» WHAT TO PRODUCE
Where a line below holds the string "instance", copy that line.

» INPUT DATA

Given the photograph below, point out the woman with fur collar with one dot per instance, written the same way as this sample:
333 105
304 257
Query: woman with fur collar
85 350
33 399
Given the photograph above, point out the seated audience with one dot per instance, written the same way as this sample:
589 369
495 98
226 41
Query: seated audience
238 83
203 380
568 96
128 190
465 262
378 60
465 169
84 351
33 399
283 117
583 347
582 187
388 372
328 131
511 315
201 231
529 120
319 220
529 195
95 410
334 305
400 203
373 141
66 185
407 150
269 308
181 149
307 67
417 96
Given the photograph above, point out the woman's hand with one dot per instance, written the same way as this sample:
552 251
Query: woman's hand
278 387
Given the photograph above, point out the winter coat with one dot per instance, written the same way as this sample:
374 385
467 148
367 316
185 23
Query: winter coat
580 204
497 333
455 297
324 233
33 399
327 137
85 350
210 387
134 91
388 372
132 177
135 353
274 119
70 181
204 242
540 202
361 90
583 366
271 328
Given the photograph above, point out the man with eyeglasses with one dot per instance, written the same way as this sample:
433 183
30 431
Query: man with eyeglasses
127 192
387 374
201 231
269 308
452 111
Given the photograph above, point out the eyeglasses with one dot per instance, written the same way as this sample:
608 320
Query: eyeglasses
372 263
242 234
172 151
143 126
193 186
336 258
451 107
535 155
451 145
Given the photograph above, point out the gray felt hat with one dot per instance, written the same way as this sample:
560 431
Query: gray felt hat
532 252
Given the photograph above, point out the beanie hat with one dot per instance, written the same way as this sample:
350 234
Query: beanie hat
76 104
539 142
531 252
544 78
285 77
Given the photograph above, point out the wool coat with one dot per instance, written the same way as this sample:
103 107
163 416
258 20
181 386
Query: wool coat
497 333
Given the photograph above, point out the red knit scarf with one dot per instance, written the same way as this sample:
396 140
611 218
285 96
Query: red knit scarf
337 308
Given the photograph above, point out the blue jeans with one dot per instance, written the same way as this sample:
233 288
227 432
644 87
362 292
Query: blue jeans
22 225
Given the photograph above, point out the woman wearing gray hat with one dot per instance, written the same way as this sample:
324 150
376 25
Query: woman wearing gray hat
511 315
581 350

» RESPONSE TO THIS EXERCISE
Given the photograph below, point out the woman with fur collar with one dot per instance, written the same way as this sample:
Given the photograph above, point out the seated audience with one dot per instance, written the same way as this sample:
Given the photograph above, point out the woman's hand with one dot per instance, written the same way as this sample:
Given the photograph above, point out the winter coat with one dot per instance, written the same way as this sample:
Given the photograph above, point out the man with eyeglasses with one dot per instance, written the same way as this sample:
Given the photograph above, point out the eyeglasses with one dot per instance, written the same way as this sample:
Given the photograph above, point out the gray felt hat with one dot per instance, written the same way as this sample:
Given the photograph above, point out the beanie hat with one dot per instance, written the same way as this sample:
Given the photograph above, point out the wool coat with one dot per instance, written the same way as this sample:
Given the photograph above, point out the red knit scarf with one dot per instance, written the same way as this sample:
Given the photograph above, point out the blue jeans with one dot per instance, written the same way as this sample:
Given the photograph above, point out the woman wearing gray hat with one dot per instance, written the same way as this sample:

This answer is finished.